(Dataset rows recording where objects appear)
::::

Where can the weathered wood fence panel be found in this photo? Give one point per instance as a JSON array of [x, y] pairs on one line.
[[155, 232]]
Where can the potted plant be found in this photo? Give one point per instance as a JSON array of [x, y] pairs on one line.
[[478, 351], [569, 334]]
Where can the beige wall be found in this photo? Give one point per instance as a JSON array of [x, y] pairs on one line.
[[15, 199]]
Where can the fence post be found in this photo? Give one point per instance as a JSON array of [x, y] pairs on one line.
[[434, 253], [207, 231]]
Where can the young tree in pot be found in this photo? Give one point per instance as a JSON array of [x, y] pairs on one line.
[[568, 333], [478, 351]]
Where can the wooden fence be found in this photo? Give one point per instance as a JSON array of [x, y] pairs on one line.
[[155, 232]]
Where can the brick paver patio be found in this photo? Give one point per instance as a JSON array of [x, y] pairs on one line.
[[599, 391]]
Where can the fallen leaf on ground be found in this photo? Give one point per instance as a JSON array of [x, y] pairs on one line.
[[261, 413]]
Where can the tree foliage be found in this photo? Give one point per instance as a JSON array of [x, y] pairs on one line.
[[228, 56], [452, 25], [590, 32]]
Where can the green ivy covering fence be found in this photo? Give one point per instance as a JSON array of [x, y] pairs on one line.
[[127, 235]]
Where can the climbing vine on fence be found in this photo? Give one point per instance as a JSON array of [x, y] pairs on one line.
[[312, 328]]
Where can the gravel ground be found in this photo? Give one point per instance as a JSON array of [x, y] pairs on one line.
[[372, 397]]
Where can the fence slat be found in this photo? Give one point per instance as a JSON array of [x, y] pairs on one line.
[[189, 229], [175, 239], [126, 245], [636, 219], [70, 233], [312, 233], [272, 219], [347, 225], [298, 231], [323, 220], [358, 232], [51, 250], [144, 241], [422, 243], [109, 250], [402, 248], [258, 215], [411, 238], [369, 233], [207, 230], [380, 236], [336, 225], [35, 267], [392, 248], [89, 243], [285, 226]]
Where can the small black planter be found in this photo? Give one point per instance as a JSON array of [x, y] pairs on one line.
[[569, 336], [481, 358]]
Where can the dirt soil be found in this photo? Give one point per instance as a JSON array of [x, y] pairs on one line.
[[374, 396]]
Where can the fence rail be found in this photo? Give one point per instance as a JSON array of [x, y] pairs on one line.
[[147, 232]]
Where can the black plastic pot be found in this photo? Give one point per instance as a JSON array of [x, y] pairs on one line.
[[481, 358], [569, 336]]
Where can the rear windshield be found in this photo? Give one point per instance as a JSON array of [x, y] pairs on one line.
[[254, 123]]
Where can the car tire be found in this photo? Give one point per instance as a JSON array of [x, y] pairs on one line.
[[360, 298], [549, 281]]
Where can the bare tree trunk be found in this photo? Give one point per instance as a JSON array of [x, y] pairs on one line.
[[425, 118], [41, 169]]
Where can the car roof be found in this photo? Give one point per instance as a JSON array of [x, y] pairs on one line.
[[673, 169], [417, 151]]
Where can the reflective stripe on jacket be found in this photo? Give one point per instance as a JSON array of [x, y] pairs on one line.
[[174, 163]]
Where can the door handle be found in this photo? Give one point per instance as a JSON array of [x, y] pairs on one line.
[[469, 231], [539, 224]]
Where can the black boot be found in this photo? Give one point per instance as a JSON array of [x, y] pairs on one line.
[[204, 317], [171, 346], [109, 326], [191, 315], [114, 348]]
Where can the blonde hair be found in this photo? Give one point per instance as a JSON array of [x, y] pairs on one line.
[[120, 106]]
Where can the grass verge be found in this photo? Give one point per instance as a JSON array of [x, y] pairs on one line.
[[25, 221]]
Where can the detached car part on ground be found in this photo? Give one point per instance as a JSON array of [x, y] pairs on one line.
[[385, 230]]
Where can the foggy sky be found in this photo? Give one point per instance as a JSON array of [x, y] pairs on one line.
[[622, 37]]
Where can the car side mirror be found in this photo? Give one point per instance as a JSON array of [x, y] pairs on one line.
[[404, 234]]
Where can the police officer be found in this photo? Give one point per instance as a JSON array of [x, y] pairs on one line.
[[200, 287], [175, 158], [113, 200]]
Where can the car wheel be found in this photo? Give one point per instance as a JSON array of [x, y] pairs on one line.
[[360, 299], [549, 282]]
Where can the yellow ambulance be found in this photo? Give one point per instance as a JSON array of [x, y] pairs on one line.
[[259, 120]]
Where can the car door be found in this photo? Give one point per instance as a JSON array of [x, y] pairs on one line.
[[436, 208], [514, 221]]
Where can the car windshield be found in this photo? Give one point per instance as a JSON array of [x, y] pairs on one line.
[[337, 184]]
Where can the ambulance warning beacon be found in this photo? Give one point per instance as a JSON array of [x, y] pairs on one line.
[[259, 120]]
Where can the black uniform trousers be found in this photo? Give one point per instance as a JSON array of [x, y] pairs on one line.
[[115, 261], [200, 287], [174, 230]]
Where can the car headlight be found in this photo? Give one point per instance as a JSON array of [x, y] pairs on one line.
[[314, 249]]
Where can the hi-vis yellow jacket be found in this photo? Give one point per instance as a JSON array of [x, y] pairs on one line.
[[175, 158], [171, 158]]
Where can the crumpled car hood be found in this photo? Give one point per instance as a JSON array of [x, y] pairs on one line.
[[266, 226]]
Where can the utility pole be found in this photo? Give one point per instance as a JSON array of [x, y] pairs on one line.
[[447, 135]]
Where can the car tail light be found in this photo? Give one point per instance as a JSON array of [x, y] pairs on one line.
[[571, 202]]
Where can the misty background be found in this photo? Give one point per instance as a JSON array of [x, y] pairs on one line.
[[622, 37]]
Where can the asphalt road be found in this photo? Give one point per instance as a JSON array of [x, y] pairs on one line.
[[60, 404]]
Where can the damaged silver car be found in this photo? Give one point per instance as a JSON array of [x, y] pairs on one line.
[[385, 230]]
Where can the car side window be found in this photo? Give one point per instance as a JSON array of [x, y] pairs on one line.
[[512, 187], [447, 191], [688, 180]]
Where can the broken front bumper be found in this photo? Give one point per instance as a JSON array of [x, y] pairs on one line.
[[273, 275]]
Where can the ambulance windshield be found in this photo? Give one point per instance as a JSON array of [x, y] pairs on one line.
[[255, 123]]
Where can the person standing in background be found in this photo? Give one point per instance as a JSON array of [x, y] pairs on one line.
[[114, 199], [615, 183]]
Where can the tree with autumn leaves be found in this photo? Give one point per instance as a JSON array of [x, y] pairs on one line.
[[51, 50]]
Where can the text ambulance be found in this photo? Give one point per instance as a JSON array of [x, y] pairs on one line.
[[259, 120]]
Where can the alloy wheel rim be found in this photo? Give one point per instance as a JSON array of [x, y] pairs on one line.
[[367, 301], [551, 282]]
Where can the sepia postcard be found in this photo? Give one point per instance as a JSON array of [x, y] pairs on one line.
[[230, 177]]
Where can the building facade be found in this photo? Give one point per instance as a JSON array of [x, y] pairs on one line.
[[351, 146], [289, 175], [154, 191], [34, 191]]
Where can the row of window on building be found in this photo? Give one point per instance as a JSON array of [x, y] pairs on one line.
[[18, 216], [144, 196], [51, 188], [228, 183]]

::::

#### Given request:
Put the material, from its first line through the line containing "[[372, 397]]", into a Markdown table with the columns Row and Line. Give each line its row number and omit any blank lines.

#### Correct response:
| Row | Line |
|---|---|
| 1 | Where can the weathered wood fence panel be found in this photo? Give one point per instance as a JSON array of [x, y] pairs on one line. |
| 2 | [[155, 232]] |
| 3 | Where can the potted plant be found in this photo? Give one point per instance as a JSON array of [x, y] pairs on one line. |
| 4 | [[478, 351], [569, 334]] |
| 5 | Where can the beige wall be found in this photo? Give one point per instance as a JSON array of [x, y] pairs on one line. |
| 6 | [[15, 199]] |
| 7 | Where can the fence post be found in this photo? Give one point per instance as a JSON array of [x, y] pairs on one line. |
| 8 | [[434, 253], [207, 231]] |
| 9 | Where can the young tree in pot be found in this photo? Give one point per instance as a JSON array of [x, y] pairs on one line. |
| 10 | [[568, 333], [478, 351]] |
| 11 | Where can the wooden fence be found in this photo? Give one point per instance as a JSON array of [x, y] pairs on one line. |
| 12 | [[155, 232]] |
| 13 | Where can the brick paver patio be found in this photo? Give one point per instance as a JSON array of [x, y] pairs on one line. |
| 14 | [[599, 391]] |
| 15 | Where can the fallen leaf on ground be found in this photo? Give one point per instance as a JSON array of [x, y] pairs on one line. |
| 16 | [[261, 413]] |
| 17 | Where can the tree foliage be found in this photo? Give one point per instance as a JSON array of [x, y] pairs on one line. |
| 18 | [[228, 56], [452, 25], [590, 32]] |
| 19 | Where can the green ivy covering fence be found in this photo? Give one point per instance as a JSON array of [x, y] pairs on one line. |
| 20 | [[127, 235]] |
| 21 | Where can the climbing vine on fence be found in this photo? Give one point per instance as a JSON array of [x, y] pairs on one line. |
| 22 | [[312, 328]] |
| 23 | Where can the gravel ground be found in this photo? Give one point per instance as a JSON array of [x, y] pairs on one line. |
| 24 | [[372, 397]] |